All of the entries below, duplicated exactly, make up the answer.

»»

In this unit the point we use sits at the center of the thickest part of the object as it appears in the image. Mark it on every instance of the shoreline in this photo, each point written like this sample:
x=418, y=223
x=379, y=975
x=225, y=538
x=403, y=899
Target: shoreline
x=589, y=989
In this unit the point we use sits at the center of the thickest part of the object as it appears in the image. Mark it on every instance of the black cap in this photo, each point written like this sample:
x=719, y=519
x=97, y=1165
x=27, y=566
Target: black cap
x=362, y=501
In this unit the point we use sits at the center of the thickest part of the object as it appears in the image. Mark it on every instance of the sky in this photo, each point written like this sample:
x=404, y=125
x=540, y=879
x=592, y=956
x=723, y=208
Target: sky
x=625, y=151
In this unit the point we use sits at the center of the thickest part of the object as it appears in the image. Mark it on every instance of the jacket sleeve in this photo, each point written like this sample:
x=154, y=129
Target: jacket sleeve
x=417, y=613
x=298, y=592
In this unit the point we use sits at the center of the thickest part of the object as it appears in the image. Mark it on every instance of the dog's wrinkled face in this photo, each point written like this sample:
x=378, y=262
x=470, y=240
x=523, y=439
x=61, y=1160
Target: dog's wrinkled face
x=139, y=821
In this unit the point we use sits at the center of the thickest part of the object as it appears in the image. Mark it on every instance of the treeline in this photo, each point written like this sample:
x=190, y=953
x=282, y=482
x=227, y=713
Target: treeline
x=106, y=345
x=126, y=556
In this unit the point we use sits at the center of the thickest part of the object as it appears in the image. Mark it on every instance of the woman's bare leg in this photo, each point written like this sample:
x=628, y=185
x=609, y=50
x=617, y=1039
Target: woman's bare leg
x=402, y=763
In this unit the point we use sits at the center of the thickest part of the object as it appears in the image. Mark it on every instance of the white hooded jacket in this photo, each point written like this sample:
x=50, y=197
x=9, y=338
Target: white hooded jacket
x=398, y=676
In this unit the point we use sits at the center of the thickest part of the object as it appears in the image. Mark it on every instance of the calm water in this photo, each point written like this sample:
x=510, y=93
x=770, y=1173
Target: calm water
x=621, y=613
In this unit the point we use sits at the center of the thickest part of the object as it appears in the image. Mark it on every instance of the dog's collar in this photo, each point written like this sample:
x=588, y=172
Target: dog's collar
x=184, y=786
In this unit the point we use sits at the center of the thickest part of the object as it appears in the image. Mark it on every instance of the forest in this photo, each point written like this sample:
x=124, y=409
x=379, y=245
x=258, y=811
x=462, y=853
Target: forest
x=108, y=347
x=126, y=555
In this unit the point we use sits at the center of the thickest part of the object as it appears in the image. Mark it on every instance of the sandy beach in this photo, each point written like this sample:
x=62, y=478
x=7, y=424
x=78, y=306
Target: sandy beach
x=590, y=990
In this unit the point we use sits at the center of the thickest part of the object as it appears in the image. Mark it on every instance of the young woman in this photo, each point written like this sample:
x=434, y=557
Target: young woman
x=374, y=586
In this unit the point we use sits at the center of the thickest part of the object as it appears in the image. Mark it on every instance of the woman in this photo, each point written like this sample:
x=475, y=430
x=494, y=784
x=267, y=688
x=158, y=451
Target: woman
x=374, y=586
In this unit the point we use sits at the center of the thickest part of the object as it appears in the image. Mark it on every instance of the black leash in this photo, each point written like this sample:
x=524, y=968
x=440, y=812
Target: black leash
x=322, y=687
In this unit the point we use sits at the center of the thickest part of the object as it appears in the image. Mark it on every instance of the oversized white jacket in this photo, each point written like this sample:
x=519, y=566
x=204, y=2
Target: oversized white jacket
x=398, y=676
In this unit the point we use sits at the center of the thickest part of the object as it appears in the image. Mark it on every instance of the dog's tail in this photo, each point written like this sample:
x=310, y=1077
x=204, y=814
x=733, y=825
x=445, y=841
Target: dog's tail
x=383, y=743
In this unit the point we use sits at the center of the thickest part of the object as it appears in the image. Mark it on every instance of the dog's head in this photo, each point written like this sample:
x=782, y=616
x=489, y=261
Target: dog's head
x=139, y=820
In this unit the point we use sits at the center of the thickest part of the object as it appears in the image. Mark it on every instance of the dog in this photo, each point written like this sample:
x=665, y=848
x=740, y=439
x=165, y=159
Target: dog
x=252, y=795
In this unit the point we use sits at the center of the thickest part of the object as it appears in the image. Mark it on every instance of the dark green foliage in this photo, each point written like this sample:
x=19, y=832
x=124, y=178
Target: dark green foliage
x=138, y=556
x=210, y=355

««

Answer space >>
In this unit the point we use sits at the center of the thickest part of the object as it appears in the image. Mark it on every instance of the shoreline in this photo, each point written like this sample:
x=418, y=223
x=379, y=975
x=225, y=538
x=403, y=899
Target: shoreline
x=589, y=989
In this unit the point we use sits at the center of the thickest part of the object as it appears in the image. Mark it on every instance of the black cap in this photo, each point written like this sample:
x=719, y=519
x=97, y=1165
x=27, y=566
Target: black cap
x=362, y=501
In this unit the point we use sits at the center of the thickest part of the object as it appears in the image. Mark it on every instance of the sky in this photo, each point written like this sample:
x=404, y=125
x=540, y=879
x=592, y=956
x=723, y=208
Target: sky
x=625, y=151
In this unit the point we use sits at the center of the thickest part of the object as it appears in the image. Mark it on every instance of the jacket sleeve in this photo, each point written like this sample:
x=154, y=129
Target: jacket sleeve
x=417, y=613
x=298, y=592
In this unit the point we use sits at the center of the thickest part of the object as it appears in the image. Mark it on every instance of the dog's wrinkled face in this photo, each point written like this sample:
x=378, y=262
x=470, y=240
x=523, y=439
x=61, y=1160
Target: dog's wrinkled face
x=139, y=821
In this unit the point we use sits at the center of the thickest part of the object as it appears in the image. Mark it on every instance of the treeline in this photo, each point written like this sample:
x=190, y=953
x=282, y=482
x=227, y=713
Target: treeline
x=106, y=345
x=126, y=556
In this unit the point we use sits at the center of the thickest part of the object as it appears in the image. Mark it on every instance of the woman's bare leg in this photo, each point written like this sample:
x=628, y=185
x=609, y=50
x=617, y=1039
Target: woman's bare leg
x=402, y=763
In this unit the point we use sits at the center of the thickest part of the object as it appears in the image. Mark it on every instance of the white hooded jacket in this photo, each point written like this sample:
x=50, y=197
x=9, y=338
Target: white hooded jacket
x=398, y=676
In this unit the point we use sits at the center of the thickest part of the object as it appears in the image. Mark it on every instance of the calm water in this photo, each point written like this sample:
x=510, y=93
x=770, y=1173
Target: calm water
x=621, y=613
In this unit the point we use sits at the center of the thickest part of the object as it appears in the image. Mark it on every instance of the dog's collar in this photo, each point written like this sample:
x=588, y=172
Target: dog's collar
x=184, y=786
In this unit the point we use sits at the center of the thickest part of the object as it appears in the image. Mark it on every instance of the forest in this photo, each point written like this sample:
x=124, y=409
x=379, y=245
x=258, y=811
x=462, y=853
Target: forest
x=108, y=347
x=126, y=555
In this unit the point we use sits at the center of the thickest part of the object as it appears in the image. Mark it on every instance of the sandy beach in this photo, each point written like this sample:
x=62, y=478
x=7, y=424
x=78, y=306
Target: sandy beach
x=590, y=990
In this unit the point we use sits at the center of the thickest part of the object as it appears in the image. Mark it on every instance of the young woman in this photo, each point written like this sample:
x=434, y=557
Target: young woman
x=374, y=586
In this unit the point we use sits at the center of the thickest part of the object as it appears in the image. Mark it on every instance of the woman in this photo, each point written like this sample:
x=475, y=430
x=494, y=784
x=267, y=688
x=158, y=451
Target: woman
x=374, y=586
In this unit the point we use sits at the center of the thickest part of the object as it appears in the image. Mark it on every instance of the black leash in this photo, each point written like this sample:
x=524, y=968
x=440, y=812
Target: black leash
x=322, y=687
In this unit the point we use sits at the center of the thickest part of the object as it appears in the image. Mark it on every instance of the oversized white jacket in this photo, each point written like this sample:
x=519, y=566
x=204, y=2
Target: oversized white jacket
x=398, y=676
In this unit the point we use sits at the center of the thickest part of the object as it appears in the image. Mark it on every instance of the dog's tail in this photo, each point written like this sample:
x=310, y=1077
x=204, y=814
x=733, y=825
x=445, y=841
Target: dog's tail
x=383, y=743
In this unit the point we use sits at the center of the thickest part of the object as it appears in the image. Mark it on every instance of the dog's head in this photo, each point written like this sample:
x=782, y=616
x=489, y=261
Target: dog's head
x=139, y=820
In this unit the point we use sits at the center of the thickest part of the object as it appears in the image. Mark it on every instance of the dog in this photo, each point written like this sample:
x=665, y=848
x=740, y=439
x=165, y=159
Target: dog
x=252, y=795
In this unit the point we use sits at the center of the thickest part of the object as it appears in the image. Mark it on every instance of the dark green foliage in this photo, each point written like this sample:
x=19, y=832
x=124, y=178
Target: dark green foliage
x=138, y=556
x=210, y=355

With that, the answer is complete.